### Exercise:
Starting with the line that contains "TARGET: blue sleeve", set down each line through the end of the entries below, exactly and with nothing added.
== Data to use
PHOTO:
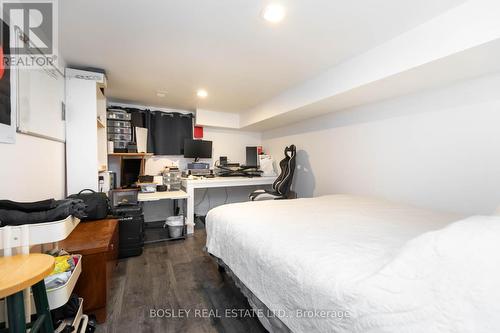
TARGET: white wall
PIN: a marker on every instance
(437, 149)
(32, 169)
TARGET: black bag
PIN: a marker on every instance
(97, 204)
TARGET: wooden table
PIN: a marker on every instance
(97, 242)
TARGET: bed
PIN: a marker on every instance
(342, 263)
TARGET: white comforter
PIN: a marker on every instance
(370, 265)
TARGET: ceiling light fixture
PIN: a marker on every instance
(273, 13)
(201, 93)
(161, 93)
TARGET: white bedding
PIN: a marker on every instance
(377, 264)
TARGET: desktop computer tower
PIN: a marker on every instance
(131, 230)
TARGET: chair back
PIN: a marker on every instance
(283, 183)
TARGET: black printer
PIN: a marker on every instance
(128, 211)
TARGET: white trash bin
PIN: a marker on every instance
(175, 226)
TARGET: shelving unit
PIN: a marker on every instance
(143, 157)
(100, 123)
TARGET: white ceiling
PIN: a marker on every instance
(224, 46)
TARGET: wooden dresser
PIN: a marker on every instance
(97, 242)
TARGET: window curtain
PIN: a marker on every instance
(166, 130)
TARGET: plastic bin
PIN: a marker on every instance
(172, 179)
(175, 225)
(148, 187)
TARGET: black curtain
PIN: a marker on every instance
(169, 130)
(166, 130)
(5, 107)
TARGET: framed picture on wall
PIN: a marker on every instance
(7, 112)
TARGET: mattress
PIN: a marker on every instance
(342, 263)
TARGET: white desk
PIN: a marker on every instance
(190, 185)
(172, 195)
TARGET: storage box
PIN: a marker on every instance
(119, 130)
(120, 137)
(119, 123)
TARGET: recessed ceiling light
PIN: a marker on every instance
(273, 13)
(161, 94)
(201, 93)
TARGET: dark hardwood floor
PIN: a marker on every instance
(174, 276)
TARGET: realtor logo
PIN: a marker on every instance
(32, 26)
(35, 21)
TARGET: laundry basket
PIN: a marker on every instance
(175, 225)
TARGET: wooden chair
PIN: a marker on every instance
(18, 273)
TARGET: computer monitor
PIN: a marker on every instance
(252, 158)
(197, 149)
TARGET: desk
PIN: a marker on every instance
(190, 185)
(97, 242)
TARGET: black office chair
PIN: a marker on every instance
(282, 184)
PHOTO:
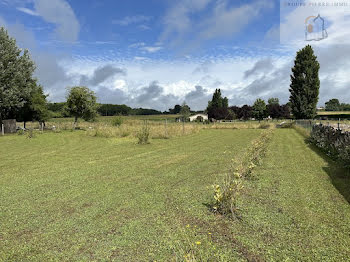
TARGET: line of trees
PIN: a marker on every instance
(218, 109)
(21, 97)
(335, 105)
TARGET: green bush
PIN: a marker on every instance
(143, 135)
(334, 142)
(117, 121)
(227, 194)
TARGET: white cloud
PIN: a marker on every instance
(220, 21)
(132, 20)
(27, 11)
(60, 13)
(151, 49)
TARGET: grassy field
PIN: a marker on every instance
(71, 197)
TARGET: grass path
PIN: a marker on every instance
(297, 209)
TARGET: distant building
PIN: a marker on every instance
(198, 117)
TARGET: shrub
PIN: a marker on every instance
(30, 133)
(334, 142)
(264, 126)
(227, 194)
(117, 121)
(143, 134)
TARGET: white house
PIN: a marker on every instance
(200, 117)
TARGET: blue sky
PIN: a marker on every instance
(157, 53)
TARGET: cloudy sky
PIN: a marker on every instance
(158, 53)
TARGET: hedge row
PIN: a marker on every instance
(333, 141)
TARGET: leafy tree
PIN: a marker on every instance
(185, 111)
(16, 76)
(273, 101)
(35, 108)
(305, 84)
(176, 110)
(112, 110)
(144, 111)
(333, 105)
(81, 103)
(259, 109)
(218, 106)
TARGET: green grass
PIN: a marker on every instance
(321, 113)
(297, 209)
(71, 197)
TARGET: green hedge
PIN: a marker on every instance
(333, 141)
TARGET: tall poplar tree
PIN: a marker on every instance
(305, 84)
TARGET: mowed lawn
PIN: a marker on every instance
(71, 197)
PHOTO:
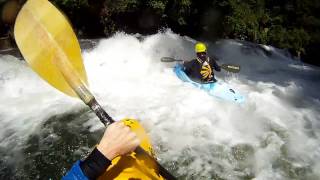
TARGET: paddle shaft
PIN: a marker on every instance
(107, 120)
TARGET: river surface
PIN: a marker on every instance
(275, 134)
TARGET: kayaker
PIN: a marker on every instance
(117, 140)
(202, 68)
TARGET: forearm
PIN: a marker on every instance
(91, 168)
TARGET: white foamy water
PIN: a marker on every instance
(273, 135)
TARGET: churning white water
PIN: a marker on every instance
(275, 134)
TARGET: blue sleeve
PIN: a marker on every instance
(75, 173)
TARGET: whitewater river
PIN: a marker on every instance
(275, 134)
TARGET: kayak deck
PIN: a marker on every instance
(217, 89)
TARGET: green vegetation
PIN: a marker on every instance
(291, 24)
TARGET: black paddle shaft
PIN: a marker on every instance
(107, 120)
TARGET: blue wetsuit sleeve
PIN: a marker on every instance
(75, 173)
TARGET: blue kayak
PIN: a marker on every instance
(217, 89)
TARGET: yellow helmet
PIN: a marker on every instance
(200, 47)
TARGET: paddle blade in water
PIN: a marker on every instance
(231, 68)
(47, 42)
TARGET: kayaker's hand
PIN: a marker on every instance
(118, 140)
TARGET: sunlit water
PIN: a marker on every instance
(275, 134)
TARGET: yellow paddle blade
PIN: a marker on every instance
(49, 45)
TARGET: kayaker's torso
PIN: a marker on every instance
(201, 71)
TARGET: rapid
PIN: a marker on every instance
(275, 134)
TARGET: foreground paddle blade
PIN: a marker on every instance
====
### Result for this exercise:
TARGET: blue sleeve
PIN: a marker on every instance
(75, 173)
TARGET: whitewater river
PIN: a marker on every instance
(275, 134)
TARGET: kayak deck
PIN: a marker on every instance
(217, 89)
TARGET: green vegetation
PIN: a marker on every instance
(291, 24)
TARGET: black paddle shaft
PIN: a marker on every instance
(107, 120)
TARGET: blue wetsuit sleeve
PIN: a marker on every instance
(75, 173)
TARGET: blue kayak
PIN: a marker on every instance
(217, 89)
TARGET: yellow helmet
PIN: a marker on every instance
(200, 47)
TARGET: paddle blade in water
PIN: a marker on every instance
(231, 68)
(47, 42)
TARGET: kayaker's hand
PIN: a marker on every instance
(118, 140)
TARGET: sunlit water
PIN: a marker on every instance
(275, 134)
TARGET: yellow paddle blade
PIN: a marker on every instance
(49, 45)
TARGET: kayaker's torso
PIN: a marker on every instance
(201, 71)
TARGET: rapid
PIN: a marker on every instance
(275, 134)
TARGET: foreground paddle blade
PIN: a marker on every instance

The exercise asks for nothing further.